- EXCERPT:

+ + + + + + +

A HEALTH SYSTEM THAT TRULY CARES
India Today|August 26, 2024
The country must bolster its health system through increased public financing and unified federal-state efforts. Ensuring accessible, comprehensive care and financial protection will be crucial for sustainable development and global leadership
K. Srinath Reddy
A HEALTH SYSTEM THAT TRULY CARES

India became the world's most populous country in the 75th year after independence. As the nation moves to celebrate 100 years of post-colonial freedom in 2047, it aspires to be respected as a leader in the comity of nations, with the productive power of its vast and demographically young human resources propelling accelerated, equitable and environmentally sustainable global development. This casts a great responsibility on the country's health system to keep India's population healthy and productive as it ages.

Increase public financing: In a federal polity, where complementary constitutional roles of the central government for designing health policy and of states for delivering health services are clearly defined, this calls for the health systems across the country to be unified in objectives and aligned in operations. In order to deliver this mandate, the composite health system of India needs higher levels of public financing, with a minimum of 2.5 per cent of the country's growing GDP dedicated to health-a policy commitment oft-promised but yet to be delivered. This will help improve infrastructure from primary to tertiary care, train and deploy a larger and better-skilled health workforce across the country, and ensure the assured provision of drugs and diagnostics wherever and whenever needed, while promoting research and development for finding innovative solutions to India's unresolved and emerging health challenges. An increase in health financing must come from both central and state budgets.

+ + + + + + +

- QUESTIONS ON THE MATERIAL:
**A.** According to the health system article, why must India's health systems be unified in objectives and aligned in operations?
**B.** List everything the health system article says higher public financing for health will help do.
**C.** Transcribe everything in the health system article from "India became the" down to "as it ages.".

+ + + + + + +

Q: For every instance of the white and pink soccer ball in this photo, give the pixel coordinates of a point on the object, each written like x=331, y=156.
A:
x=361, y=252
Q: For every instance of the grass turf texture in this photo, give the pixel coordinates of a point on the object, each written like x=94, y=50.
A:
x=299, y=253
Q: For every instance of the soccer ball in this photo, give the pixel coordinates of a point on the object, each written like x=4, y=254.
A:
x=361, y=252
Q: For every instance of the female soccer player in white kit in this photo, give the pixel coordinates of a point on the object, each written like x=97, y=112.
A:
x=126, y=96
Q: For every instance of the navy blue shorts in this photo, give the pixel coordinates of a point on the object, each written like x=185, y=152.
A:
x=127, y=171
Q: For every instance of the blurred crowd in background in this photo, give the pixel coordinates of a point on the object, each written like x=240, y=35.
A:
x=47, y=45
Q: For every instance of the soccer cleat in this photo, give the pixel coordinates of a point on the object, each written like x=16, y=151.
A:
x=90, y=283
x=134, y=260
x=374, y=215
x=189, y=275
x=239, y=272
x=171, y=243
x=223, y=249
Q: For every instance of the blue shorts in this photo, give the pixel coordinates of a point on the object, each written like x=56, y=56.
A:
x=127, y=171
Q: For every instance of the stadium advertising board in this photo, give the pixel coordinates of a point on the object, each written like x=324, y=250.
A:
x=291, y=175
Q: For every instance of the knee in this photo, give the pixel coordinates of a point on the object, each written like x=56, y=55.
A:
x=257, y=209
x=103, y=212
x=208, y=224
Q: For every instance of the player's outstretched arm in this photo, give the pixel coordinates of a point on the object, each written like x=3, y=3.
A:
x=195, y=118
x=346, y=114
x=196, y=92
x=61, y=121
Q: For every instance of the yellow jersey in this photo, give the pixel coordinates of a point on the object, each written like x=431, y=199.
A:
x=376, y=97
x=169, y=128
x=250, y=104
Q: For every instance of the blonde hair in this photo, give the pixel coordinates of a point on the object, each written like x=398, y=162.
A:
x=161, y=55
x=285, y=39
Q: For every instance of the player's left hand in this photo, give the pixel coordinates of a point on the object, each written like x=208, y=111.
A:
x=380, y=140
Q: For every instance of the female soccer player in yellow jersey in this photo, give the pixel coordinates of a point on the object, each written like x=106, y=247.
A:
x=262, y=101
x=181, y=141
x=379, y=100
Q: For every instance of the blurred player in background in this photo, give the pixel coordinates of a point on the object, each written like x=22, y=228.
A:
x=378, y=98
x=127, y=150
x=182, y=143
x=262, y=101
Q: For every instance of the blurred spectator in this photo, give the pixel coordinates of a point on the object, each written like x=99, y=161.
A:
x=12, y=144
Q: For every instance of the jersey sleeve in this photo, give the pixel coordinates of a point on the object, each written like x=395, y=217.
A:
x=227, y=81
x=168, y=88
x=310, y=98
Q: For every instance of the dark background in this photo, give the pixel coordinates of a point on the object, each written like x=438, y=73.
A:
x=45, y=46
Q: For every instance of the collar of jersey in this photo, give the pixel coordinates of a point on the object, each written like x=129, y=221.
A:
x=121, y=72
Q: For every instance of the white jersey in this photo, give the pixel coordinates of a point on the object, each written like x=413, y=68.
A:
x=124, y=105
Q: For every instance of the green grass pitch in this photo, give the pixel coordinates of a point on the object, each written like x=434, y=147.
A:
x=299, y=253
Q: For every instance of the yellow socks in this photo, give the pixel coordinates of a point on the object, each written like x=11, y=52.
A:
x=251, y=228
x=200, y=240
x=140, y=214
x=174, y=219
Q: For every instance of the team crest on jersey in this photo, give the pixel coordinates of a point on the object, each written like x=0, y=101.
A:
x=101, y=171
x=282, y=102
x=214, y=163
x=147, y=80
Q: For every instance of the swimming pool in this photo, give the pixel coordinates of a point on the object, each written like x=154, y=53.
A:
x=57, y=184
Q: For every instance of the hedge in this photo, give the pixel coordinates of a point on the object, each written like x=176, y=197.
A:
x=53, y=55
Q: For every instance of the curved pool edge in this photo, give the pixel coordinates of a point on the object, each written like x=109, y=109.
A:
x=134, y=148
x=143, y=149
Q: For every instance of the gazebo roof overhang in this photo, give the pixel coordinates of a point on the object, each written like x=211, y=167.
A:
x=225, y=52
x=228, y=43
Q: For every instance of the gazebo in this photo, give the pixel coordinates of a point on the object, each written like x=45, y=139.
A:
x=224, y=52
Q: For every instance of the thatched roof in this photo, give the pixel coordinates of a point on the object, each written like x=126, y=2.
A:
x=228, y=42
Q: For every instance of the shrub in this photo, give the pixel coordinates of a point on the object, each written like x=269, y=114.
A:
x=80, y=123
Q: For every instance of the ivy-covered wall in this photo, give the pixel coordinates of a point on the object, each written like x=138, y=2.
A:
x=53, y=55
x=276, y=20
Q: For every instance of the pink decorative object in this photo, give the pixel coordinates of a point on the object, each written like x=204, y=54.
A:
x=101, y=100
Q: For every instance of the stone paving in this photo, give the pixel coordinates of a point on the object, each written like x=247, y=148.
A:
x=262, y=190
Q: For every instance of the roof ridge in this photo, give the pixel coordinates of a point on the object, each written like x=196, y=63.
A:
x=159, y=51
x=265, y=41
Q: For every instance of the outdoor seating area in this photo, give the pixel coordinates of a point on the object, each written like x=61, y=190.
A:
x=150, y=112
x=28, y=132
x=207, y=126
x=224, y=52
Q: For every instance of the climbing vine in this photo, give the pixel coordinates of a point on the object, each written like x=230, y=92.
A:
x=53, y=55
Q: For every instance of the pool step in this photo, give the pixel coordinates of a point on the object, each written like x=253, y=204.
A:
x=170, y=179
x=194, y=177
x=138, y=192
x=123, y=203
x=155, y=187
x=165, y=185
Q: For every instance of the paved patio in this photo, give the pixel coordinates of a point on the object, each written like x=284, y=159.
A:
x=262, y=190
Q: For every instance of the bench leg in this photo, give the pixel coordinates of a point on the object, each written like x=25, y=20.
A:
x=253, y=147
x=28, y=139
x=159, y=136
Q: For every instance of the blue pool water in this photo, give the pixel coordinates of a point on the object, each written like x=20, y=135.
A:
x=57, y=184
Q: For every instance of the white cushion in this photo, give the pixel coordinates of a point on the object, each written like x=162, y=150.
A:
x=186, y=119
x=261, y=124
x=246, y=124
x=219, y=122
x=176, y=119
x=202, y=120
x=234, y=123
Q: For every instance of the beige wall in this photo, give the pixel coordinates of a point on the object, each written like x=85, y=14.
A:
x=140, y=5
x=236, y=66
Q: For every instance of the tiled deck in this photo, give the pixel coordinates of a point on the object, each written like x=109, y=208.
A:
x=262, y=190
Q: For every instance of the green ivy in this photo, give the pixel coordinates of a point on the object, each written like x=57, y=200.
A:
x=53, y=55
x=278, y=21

+ + + + + + +

- ANSWERS FOR EACH ITEM:
**A.** India is a federal polity in which the central government and the states have complementary, clearly defined constitutional roles: the center designs health policy and the states deliver health services. With that division, keeping a large and aging population healthy and productive calls for the systems across the country to share objectives and work in alignment.

**B.**
- Improve infrastructure from primary to tertiary care
- Train and deploy a larger and better-skilled health workforce across the country
- Ensure the assured provision of drugs and diagnostics wherever and whenever needed
- Promote research and development for finding innovative solutions to India's unresolved and emerging health challenges

**C.**
India became the world's most populous country in the 75th year after independence. As the nation moves to celebrate 100 years of post-colonial freedom in 2047, it aspires to be respected as a leader in the comity of nations, with the productive power of its vast and demographically young human resources propelling accelerated, equitable and environmentally sustainable global development. This casts a great responsibility on the country's health system to keep India's population healthy and productive as it ages.